(Beginning of Extracted text)

Logo design
An 8x8 symbol designed to be recursive, programmatic, and mathematically interesting.
I'm bad at math. Computers aren't. So when designing a logo, I wanted something a computer could reason about — reproduce, transform, animate, nest inside itself.
The result is 8 bytes. 64 bits. A pattern that contains itself.
The evolution
Start with the universal power symbol. Rotate it 45° to the bottom-right diagonal — now it points somewhere, has direction. Then bitcrush it into an 8x8 grid. What emerges is a blocky Q.
The Q works for qry.zone. But the shape has properties beyond branding.
The pocket
Look at the bottom-right corner. There's a 2x2 empty space — a pocket where a smaller version of the logo fits perfectly.
████████████████ ██ ██ ██ ████████ ██ ██ ████████ ██ ██ ████████████ ██ ██████ ██ ← pocket ██ ██ ██ ← pocket ████████████████
That pocket is deliberate. But here's the math: the pocket is 2x2 pixels in an 8x8 logo. To fit another 8x8 logo in there, you need to scale up 4x — making the parent 32x32 and the pocket 8x8.
So the nesting goes: 8x8 → 32x32 → 128x128 → 512x512... Each level is 4x larger. The recursion is bounded by resolution, not by the design. At any scale where the pocket is at least 8x8 pixels, another logo fits inside.
This isn't just visual cleverness — it's a design constraint that enables programmatic manipulation. Any transformation that preserves the pocket preserves the recursive property.
The data
The logo is fully defined by 8 numbers:
11111111 (0xFF) top border 10000001 (0x81) frame 10111101 (0xBD) inner square 10111101 (0xBD) inner square 10111111 (0xBF) extends right 10111001 (0xB9) pocket begins 10001001 (0x89) pocket continues 11111111 (0xFF) bottom border
Eight bytes. Fits in a tweet. Can be transmitted, stored, generated, mutated. The entire brand identity in 64 bits.[1]
What can you do with 8 numbers? More than you'd think — FFT analysis, symmetry breakdowns, matrix properties.
What can we do with this?
When a logo is just data, it becomes a parameter. Feed it to algorithms. Transform it mathematically. Let it evolve.
Each experiment asks: what happens when you apply [mathematical concept] to [this specific shape]? The answer is usually interesting, because the shape was designed to survive transformation.
Resolution limits
The logo scales infinitely upward — 16x16, 32x32, 128x128, whatever you need. But it has a hard floor: 8x8 pixels.
At 8x8, every pixel matters. The frame is one pixel thick. The inner square is 4x4. The pocket is 2x2. Remove any pixel and the shape breaks.
Below 8x8, you're sampling — and the information loss is catastrophic. At 4x4 it's a blob with a notch. At 2x2 it's just "something in the corner." At 1x1 it's a single pixel. Identity gone.
This is the tradeoff: maximum compressibility (64 bits) versus minimum recognizability (64 pixels). They happen to be the same number. Coincidence? Probably. But a useful one.

(End of Extracted text)
(Beginning of Provided data)

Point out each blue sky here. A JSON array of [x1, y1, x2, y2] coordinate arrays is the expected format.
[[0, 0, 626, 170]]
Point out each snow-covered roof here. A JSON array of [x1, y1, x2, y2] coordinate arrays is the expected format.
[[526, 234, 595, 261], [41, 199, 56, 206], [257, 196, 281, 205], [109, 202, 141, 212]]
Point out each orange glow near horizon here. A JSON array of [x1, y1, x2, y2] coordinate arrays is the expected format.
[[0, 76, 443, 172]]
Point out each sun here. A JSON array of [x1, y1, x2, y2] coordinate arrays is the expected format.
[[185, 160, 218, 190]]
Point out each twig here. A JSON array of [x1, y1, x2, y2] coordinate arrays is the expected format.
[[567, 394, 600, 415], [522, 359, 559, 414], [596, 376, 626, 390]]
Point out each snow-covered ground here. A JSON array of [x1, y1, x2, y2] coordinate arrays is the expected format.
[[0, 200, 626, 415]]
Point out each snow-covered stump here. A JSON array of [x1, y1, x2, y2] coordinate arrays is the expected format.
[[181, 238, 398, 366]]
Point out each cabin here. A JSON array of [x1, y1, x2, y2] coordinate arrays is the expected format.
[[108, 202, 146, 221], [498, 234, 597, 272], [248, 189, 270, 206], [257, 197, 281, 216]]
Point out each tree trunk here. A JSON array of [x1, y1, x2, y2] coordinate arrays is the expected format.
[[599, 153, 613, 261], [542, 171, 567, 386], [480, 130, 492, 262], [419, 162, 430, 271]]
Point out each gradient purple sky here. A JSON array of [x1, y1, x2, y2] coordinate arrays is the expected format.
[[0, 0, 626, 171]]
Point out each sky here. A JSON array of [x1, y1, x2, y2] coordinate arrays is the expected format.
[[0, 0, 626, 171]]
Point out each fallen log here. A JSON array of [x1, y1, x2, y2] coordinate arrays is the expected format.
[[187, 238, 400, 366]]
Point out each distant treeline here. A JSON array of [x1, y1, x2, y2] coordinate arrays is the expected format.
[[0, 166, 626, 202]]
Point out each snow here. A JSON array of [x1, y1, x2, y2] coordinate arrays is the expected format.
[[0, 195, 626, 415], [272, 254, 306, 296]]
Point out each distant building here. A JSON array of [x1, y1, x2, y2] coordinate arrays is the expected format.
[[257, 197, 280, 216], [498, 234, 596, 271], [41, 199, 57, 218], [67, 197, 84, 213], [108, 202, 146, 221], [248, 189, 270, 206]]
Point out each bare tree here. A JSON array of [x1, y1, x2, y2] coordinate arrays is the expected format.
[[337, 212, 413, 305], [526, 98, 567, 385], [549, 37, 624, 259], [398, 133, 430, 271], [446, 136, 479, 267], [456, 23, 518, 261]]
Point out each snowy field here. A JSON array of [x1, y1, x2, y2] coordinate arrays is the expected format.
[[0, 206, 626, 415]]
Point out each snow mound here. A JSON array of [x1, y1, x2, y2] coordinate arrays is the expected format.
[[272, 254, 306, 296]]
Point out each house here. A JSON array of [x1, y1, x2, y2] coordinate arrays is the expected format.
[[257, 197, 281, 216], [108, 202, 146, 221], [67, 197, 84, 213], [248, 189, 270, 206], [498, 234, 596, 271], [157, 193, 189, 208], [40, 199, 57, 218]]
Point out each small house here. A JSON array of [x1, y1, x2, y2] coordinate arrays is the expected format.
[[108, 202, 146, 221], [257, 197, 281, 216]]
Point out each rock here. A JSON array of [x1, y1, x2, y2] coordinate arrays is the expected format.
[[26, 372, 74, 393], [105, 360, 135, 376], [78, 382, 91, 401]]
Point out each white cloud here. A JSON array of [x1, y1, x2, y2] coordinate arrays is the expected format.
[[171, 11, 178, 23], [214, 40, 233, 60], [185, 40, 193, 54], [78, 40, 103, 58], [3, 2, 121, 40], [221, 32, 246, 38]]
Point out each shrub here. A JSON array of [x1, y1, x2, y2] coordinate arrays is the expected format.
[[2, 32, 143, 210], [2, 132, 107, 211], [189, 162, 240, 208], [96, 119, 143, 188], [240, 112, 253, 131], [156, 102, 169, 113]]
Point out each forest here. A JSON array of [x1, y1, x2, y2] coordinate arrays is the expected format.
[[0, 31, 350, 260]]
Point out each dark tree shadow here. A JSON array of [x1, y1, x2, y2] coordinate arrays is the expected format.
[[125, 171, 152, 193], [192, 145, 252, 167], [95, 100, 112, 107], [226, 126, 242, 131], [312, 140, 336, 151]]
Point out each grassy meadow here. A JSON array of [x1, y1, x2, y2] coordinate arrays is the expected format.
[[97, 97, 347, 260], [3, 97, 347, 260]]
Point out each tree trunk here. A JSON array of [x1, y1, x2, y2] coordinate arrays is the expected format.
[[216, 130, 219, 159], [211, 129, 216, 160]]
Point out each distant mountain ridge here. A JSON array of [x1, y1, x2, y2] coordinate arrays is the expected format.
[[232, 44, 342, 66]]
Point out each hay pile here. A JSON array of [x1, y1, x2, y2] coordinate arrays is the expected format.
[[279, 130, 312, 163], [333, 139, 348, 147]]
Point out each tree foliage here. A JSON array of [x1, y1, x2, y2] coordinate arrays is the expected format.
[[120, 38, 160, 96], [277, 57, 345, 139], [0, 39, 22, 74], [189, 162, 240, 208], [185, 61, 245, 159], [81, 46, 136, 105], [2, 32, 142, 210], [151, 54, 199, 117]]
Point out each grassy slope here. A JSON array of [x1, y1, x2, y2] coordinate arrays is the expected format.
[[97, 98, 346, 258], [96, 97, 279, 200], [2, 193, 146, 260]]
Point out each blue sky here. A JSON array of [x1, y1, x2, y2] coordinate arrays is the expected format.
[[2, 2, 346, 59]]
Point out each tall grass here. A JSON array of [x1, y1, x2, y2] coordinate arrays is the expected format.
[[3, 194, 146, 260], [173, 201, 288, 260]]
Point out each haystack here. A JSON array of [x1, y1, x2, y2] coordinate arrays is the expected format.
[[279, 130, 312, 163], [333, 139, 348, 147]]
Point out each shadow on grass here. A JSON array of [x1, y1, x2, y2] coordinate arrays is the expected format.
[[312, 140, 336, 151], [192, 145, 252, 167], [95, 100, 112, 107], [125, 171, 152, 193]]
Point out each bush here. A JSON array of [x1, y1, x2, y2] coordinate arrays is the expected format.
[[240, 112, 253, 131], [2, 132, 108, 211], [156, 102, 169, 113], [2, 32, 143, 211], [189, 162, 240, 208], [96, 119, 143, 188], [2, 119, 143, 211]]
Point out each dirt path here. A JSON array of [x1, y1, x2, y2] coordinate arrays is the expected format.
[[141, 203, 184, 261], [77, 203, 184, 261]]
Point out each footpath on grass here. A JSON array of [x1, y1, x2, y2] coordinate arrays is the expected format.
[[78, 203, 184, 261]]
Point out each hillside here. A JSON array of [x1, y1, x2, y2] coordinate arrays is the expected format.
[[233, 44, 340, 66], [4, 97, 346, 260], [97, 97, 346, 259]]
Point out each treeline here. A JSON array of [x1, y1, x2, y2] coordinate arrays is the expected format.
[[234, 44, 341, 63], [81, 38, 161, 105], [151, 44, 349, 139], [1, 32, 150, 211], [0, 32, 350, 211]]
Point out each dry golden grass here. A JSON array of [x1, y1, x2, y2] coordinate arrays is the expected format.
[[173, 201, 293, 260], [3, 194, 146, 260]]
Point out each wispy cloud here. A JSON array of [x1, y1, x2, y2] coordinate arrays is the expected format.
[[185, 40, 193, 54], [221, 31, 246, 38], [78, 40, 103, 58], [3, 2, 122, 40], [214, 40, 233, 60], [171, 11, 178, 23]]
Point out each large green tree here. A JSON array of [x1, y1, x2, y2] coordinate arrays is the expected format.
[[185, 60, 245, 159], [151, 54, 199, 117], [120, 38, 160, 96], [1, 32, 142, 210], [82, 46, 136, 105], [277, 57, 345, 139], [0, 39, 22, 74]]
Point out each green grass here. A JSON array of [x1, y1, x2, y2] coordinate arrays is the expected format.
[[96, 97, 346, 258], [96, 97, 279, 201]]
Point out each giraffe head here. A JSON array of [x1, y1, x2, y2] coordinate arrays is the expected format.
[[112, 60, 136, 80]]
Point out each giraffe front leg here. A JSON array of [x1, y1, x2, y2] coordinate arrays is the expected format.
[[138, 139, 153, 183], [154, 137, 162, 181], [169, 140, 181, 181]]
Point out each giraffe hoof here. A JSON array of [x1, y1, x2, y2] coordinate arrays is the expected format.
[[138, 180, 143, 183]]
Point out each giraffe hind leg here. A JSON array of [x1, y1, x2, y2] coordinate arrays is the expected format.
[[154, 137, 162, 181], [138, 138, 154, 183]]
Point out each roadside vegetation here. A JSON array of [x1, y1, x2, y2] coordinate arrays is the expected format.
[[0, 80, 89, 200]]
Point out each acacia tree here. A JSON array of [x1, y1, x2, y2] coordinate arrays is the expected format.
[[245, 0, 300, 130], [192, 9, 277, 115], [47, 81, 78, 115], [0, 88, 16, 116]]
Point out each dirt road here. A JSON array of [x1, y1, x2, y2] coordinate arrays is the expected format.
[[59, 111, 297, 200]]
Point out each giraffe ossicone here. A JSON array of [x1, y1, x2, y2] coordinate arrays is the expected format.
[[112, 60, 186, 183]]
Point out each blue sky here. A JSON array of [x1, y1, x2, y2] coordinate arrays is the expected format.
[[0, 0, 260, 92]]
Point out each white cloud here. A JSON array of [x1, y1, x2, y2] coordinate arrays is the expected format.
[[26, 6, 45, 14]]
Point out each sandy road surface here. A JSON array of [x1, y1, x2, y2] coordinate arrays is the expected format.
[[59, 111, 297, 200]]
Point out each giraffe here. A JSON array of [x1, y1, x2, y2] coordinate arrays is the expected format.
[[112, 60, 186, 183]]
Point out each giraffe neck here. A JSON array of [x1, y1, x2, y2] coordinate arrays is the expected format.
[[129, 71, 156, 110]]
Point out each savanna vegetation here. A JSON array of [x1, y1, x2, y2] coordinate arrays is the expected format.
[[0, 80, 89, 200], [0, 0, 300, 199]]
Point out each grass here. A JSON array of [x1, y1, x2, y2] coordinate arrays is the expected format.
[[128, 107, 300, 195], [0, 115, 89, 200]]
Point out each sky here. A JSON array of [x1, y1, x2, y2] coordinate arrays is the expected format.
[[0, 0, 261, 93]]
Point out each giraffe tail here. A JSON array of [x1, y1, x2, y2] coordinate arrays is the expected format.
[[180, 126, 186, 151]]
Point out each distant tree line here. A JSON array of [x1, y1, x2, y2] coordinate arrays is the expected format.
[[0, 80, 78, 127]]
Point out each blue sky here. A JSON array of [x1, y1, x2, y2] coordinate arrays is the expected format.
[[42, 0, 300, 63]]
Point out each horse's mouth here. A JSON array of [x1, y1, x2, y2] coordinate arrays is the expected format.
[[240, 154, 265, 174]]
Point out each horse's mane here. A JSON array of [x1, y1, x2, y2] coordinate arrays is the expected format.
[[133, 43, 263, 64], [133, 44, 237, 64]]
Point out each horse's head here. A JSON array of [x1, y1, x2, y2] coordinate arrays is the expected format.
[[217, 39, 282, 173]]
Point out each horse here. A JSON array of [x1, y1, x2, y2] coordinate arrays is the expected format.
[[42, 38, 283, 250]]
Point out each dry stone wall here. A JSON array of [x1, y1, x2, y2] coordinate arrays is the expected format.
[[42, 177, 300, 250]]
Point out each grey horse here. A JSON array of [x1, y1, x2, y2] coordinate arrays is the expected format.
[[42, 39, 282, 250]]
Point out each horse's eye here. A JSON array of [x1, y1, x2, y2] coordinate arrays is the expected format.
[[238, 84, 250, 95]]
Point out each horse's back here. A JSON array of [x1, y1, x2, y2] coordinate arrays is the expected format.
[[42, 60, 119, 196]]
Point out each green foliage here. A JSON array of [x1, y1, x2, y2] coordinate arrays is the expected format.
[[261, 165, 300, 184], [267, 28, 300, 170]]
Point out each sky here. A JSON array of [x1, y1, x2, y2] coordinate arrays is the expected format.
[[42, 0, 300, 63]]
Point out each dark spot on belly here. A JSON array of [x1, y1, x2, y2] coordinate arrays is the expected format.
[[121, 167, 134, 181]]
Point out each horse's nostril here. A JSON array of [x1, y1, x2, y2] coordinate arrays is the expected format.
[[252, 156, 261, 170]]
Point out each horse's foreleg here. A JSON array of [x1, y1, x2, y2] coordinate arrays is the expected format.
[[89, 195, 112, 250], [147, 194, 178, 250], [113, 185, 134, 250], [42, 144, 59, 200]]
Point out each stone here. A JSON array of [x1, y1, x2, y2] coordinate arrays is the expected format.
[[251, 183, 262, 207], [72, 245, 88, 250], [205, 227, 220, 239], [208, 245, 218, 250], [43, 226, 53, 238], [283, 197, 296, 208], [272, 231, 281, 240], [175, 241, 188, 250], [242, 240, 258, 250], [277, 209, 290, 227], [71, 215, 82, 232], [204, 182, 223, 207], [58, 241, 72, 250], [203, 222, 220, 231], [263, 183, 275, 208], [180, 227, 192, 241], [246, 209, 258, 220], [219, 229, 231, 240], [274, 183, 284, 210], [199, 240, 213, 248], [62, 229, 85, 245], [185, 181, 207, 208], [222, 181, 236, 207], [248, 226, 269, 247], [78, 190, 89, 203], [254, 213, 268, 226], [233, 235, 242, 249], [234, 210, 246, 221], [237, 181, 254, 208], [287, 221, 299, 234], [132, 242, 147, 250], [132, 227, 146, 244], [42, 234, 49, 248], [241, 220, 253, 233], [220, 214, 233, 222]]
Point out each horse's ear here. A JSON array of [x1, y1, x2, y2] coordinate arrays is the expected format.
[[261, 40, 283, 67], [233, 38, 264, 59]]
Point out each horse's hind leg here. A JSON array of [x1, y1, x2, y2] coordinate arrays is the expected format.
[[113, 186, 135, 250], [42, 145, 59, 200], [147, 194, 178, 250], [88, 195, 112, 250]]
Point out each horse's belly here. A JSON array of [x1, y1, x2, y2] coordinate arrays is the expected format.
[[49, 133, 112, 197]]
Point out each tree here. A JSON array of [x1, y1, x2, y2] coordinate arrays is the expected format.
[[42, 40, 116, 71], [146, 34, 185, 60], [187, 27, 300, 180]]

(End of Provided data)

Task directions: Reproduce the logo design page word for word, starting with "The evolution" and going on through "logo fits perfectly.". The items are separate material from the logo design page.

Problem solution:
The evolution
Start with the universal power symbol. Rotate it 45° to the bottom-right diagonal — now it points somewhere, has direction. Then bitcrush it into an 8x8 grid. What emerges is a blocky Q.
The Q works for qry.zone. But the shape has properties beyond branding.
The pocket
Look at the bottom-right corner. There's a 2x2 empty space — a pocket where a smaller version of the logo fits perfectly.